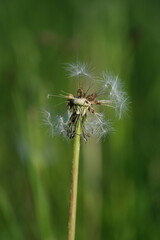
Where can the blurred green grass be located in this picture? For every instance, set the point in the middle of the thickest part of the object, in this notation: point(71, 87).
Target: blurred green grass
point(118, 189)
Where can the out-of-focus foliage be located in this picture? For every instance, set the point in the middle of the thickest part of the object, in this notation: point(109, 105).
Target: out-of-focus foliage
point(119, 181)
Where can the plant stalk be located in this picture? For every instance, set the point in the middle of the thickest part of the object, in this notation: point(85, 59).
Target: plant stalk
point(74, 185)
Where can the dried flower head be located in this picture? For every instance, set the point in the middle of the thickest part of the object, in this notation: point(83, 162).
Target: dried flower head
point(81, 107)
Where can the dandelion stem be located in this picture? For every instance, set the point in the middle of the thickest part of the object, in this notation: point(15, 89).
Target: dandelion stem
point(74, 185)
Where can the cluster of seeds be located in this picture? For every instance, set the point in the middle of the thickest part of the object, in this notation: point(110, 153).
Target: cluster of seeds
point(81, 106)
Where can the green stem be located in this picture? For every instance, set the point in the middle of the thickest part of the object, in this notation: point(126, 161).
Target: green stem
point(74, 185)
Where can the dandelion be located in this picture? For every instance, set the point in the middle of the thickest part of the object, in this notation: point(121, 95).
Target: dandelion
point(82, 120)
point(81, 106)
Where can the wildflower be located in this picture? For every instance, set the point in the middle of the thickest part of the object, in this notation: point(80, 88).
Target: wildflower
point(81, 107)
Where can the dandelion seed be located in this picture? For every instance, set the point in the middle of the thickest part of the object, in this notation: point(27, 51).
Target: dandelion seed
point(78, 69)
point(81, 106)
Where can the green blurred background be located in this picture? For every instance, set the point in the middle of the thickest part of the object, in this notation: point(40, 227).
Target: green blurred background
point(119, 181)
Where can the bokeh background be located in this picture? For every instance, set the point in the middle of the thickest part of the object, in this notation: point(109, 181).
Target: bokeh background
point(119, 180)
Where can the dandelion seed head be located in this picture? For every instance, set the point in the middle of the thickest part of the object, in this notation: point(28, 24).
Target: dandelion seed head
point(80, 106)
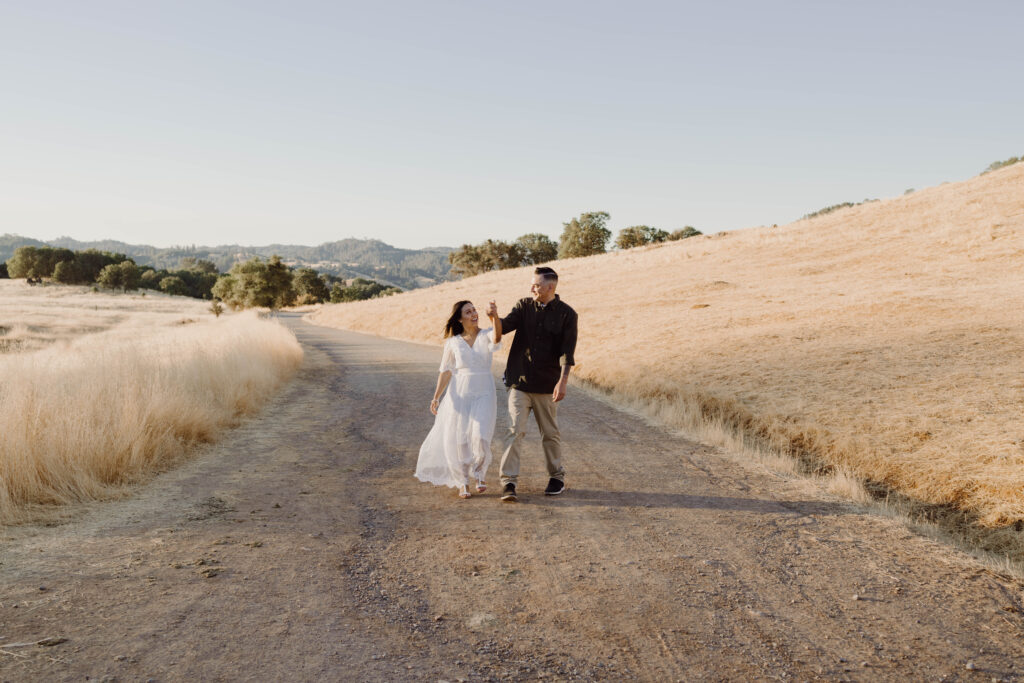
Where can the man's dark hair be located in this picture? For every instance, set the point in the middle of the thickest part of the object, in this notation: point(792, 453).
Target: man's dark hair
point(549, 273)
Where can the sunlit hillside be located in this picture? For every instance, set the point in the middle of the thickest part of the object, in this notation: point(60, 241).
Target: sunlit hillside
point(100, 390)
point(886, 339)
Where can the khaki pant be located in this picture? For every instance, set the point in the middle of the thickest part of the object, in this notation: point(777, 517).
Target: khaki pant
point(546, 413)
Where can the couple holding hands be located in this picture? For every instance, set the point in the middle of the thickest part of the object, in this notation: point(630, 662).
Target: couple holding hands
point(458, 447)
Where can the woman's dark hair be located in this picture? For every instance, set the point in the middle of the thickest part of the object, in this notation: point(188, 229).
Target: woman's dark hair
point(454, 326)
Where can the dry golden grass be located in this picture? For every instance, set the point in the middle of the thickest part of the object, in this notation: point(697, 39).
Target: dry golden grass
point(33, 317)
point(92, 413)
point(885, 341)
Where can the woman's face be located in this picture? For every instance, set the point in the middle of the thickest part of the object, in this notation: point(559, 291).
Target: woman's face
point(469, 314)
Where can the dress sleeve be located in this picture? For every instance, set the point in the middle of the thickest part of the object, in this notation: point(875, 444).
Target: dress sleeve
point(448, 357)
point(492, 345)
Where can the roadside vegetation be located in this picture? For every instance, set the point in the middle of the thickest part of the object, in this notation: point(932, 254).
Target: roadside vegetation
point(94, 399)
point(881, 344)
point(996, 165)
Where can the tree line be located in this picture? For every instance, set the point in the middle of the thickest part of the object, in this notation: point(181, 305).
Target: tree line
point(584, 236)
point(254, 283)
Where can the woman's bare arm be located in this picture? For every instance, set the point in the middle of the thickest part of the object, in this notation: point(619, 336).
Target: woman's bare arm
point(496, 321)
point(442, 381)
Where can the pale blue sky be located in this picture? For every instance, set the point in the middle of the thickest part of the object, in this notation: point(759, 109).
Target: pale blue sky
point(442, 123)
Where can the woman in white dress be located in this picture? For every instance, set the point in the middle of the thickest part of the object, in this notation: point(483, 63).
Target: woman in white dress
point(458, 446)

■ ■ ■ ■

▶ _Requirement_
Apart from the pictures, restate all of the listing above exactly.

▶ _Written solution_
Where can the blurred green grass be located in this picture? For every instance, set the point in the middle of the thickest part of the object, in this notation: point(71, 87).
Target: blurred green grass
point(118, 189)
Where can the out-of-focus foliage be located in this picture? For every instance, set the point in the middle of the thickest part of the object, in this notation: point(109, 105).
Target: out-of-focus foliage
point(119, 181)
Where can the plant stalk be located in this picture? For every instance, set the point in the middle of the thickest part of the object, in this notation: point(85, 59).
Target: plant stalk
point(74, 185)
Where can the dried flower head be located in this picture? For every instance, set the point in the middle of the thickest part of the object, in this notation: point(83, 162).
Target: dried flower head
point(81, 107)
Where can the dandelion stem be located in this picture? For every instance, set the point in the middle of the thickest part of the object, in this notation: point(15, 89).
Target: dandelion stem
point(74, 185)
Where can the cluster of seeds be located in this picture? For every instance, set the point in the middle of the thickest part of the object, in this notation: point(110, 153).
Target: cluster of seeds
point(81, 106)
Where can the green stem be located in this picture? For every instance, set the point in the middle of the thickest part of the object, in this notation: point(126, 161).
Target: green stem
point(74, 185)
Where can the dandelion be located in this picture? For every instance, set the point in the middle of the thickest part of the object, in this notation: point(121, 95).
Target: dandelion
point(82, 120)
point(81, 106)
Where can the wildflower be located in this picture? For every instance, set the point in the middle of the thickest part of the object, in this notation: point(80, 88).
Target: wildflower
point(81, 107)
Where can the dandelion seed be located in this picture? For every instance, set the point in the middle of the thickest part of the object, in this notation: point(27, 51).
Target: dandelion seed
point(78, 69)
point(81, 106)
Where can the green blurred background be located in this picture? For every instance, set the point in the middle of the thickest part of the object, in this notation: point(40, 227).
Target: green blurred background
point(119, 181)
Where can the bokeh background be located in this picture? For every instance, set the point in the middle of the thickest part of the object, in this notation: point(109, 181).
Target: bokeh background
point(119, 180)
Where can the dandelion seed head be located in this picture? For every instance, set the point in the middle of the thickest part of the object, in this notation: point(28, 24).
Target: dandelion seed head
point(80, 106)
Where can the man's dark hair be located in this picture? For every instance, set the point in the middle of the thickest part of the object, in this notation: point(792, 453).
Target: man's dark hair
point(549, 273)
Where can the sunlit hillside be located in this picture? For every instance, set the point in the middle of the thickest part of the object, in this notation: point(60, 241).
Target: sunlit hillside
point(100, 390)
point(886, 339)
Where can the khaki pant be located in this picture? For every instance, set the point in the middle of the thickest part of the object, in this notation: point(777, 517).
Target: khaki pant
point(546, 413)
Where can the couple holding hands be located in this picture? For every instance, set the point in the middle of the thickest part of the object, in this notation: point(630, 662).
Target: couple holding hands
point(458, 447)
Where can the woman's dark hair be located in this picture? For every instance, set the point in the middle of the thickest part of the object, in this notation: point(188, 229).
Target: woman's dark hair
point(454, 326)
Where can the dry golden grass be located in this picture? For every instance, set the point in the middle of the thickest part of the object, in this notation: point(697, 39).
Target: dry golden grass
point(33, 317)
point(92, 413)
point(885, 341)
Where can the woman's face be located in this picture? For every instance, set the point in the middle of the thickest part of the object, in this notation: point(559, 291).
Target: woman's face
point(469, 314)
Where can the dress sleeve be located in this picture? For every instance, set the point in the middle of the thickest part of the object, in this notation: point(875, 444).
Target: dress sleeve
point(448, 357)
point(492, 345)
Where can the roadside vegetation be located in this picture? For every instance, set the point in the middle of the thickest part of the object, in this notation: point(932, 254).
Target: roadside vegetation
point(94, 399)
point(881, 344)
point(996, 165)
Where can the tree line be located in this picture? For every instance, set the point in the middle of the thickest part of the object, in this notation: point(181, 305).
Target: tree line
point(584, 236)
point(254, 283)
Where can the woman's bare arm be located in this picture? For every instance, set the point in the middle of the thickest part of the object, in this notation: point(619, 336).
Target: woman's bare arm
point(496, 321)
point(442, 381)
Where can the pale blue sky be located in this picture? For every instance, set the point in the middle of the thickest part of the object, in this notation: point(759, 109).
Target: pale blue sky
point(442, 123)
Where can the woman in white dress be located in this picture? For every instance, set the point in the middle of the thickest part of the object, in this notation: point(483, 63).
Target: woman in white dress
point(458, 446)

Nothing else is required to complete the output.